---------- Texto para leitura
Eis uma carta, não datada, de Marsilio Ficino (1433-1499) a Lorenzo Franchesi, um escritor de Florença, poeta (nomeadamente com apreciados versos de homenagem na morte de Michelangelo) e membro da Accademia della Crusca e da Accademia Fiorentina.
Marsilio Ficino, o médico da família Medici, o primeiro tradutor da obra completa de Platão e Plotino do grego para o latim, o animador da famosa Accademia Platonica, dedicou ainda a Lorenzo Franchesi uma carta prefacial no seu comentário ao VIII capítulo da República de Platão.
A tradução que faço a partir da edição latina de Paris impressa por Dionysium Bechet em 1641, consultando a tradução inglesa (The Letters of Marsilio Ficino, Volume I. London, School of Economic Science, 1975) e desviando-me dela em alguns passos, e que pode ler mais em seguida, foi realizada porém já após a leitura gravada do vídeo que se encontra no fim, no qual só segui a tradução inglesa, embora adaptando-a na linguagem ou esclarecendo-a por vezes. Reproduzo imagem do texto latino da carta de Ficino...
«Três guias da Vida, e um princípio óptimo da Vida.
--------------------
---------- Material apresentado
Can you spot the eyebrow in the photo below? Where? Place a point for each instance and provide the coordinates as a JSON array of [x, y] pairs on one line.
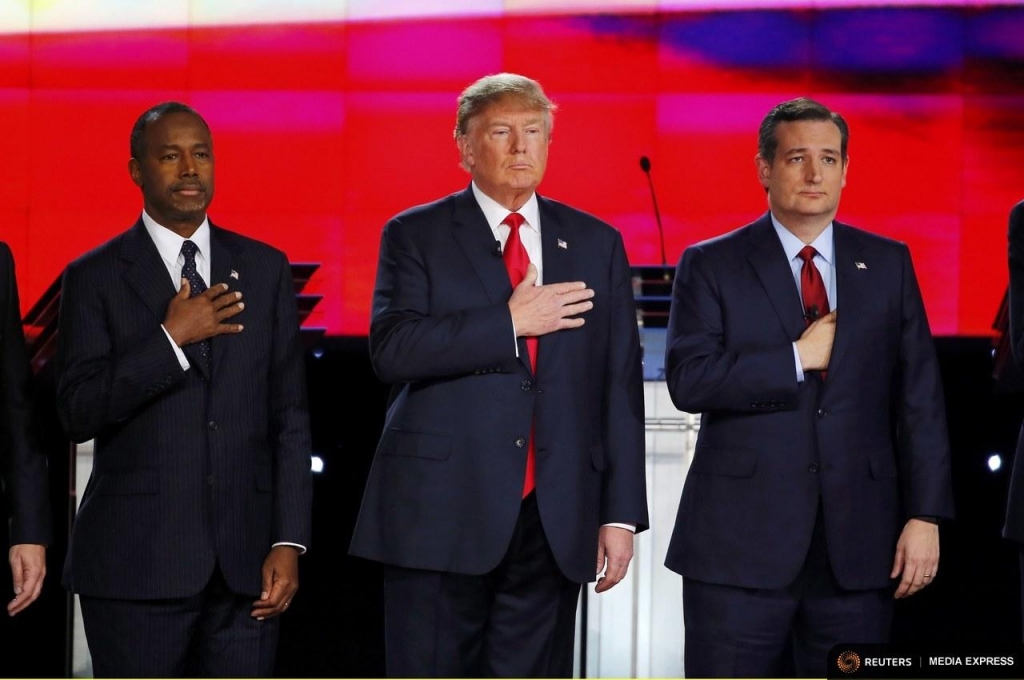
[[804, 150]]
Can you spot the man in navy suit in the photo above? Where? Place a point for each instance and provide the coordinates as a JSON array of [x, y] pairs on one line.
[[512, 459], [822, 463], [1014, 526], [179, 354], [23, 467]]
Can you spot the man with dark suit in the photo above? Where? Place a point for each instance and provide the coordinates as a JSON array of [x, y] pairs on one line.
[[1014, 526], [822, 462], [513, 451], [23, 467], [185, 546]]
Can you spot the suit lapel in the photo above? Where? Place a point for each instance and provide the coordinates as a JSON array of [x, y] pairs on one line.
[[557, 238], [850, 285], [473, 235], [144, 271], [768, 259], [223, 260]]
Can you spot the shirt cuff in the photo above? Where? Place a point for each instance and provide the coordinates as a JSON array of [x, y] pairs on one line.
[[300, 548], [182, 359], [796, 358]]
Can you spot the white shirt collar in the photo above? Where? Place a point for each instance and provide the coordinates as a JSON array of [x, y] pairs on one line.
[[496, 212], [169, 244], [792, 245]]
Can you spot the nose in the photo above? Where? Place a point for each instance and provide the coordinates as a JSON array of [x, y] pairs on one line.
[[517, 140], [813, 169], [187, 165]]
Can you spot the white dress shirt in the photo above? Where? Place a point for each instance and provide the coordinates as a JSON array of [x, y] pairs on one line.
[[824, 260], [169, 246]]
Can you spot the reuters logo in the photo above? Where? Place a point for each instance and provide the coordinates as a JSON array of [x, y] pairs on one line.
[[849, 662]]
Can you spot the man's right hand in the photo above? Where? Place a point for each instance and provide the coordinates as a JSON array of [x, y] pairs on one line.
[[193, 320], [814, 345], [542, 309]]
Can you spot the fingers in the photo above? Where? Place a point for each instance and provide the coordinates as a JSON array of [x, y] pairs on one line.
[[28, 564], [280, 582], [613, 575]]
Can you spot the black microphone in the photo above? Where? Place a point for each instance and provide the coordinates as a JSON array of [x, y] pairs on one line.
[[645, 166]]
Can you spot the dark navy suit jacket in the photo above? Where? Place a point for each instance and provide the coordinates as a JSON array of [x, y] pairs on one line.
[[190, 468], [23, 467], [1014, 527], [445, 485], [870, 440]]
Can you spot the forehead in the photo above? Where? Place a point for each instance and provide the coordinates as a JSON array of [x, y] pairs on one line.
[[176, 128], [808, 134], [508, 111]]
--------------------
### Requisitos da tarefa
Prossiga o texto sobre a carta de Marsilio Ficino a Lorenzo Franchesi a partir da última frase apresentada.

### Resposta ao exercício
Três são os guias da vida. O primeiro é a razão, constantemente e cuidadosamente examinada. O segundo é a experiência das coisas,
confirmada duradouramente pela tradição. O terceiro é a autoridade
daqueles antigos, a saber, que tais foram que nunca puderam ser
enganados facilmente por outro e que nunca foram vistos com desejos de enganar os
outros.
Por isto aplica mais o que é praticado do que o que
é dito, pois muitos falam bem, mas poucos agem bem.
A melhor razão [princípio] de vida é que cogites e te esforces o máximo que possas
para viver segundo a mente-inteligência-razão [mens], e sempre que estejas infeliz, recuperar tal estado de tranquilidade, pois quem da
mente-razão cai, escorrega para o inferior..
Não desejes obstinadamente viver longamente no corpo, pois a duração das
coisas corporais comparada com a eternidade é nada.
Para além de que na vida
corporal temos de superar muitas coisas triviais.
A vida no corpo é punição
e é chamada a morte da alma.
Esforça-te acima de tudo
por esta só [alma], como o nosso Platão recomenda no Górgias, para que no tempo que
por Deus te é assinado vivas o mais optimamente possível, de tal modo que sejam evitados os suplícios do sofrimento duradouro e que sejam estabelecidos com o auxílio divino os fundamentos da vida eterna e feliz.»
Eis mais uma cartinha de Marsilio Ficino que traduzo (ver outras no blogue, bem como sua biografia), sem grandes elevações aos planos subtis e espirituais, ou aos mistérios da alma humana e da Divindade, mas da qual realçarei apenas, como prefácio ao que nos comentários gravados poderá ouvir, dois passos:
1º, a frase de esforça-te por esse Um, por essa alma espiritual que és eternamente e que te está tão escondida pela tua identificação ao corpo e o apego à personalidade, com seus desejos e repulsões.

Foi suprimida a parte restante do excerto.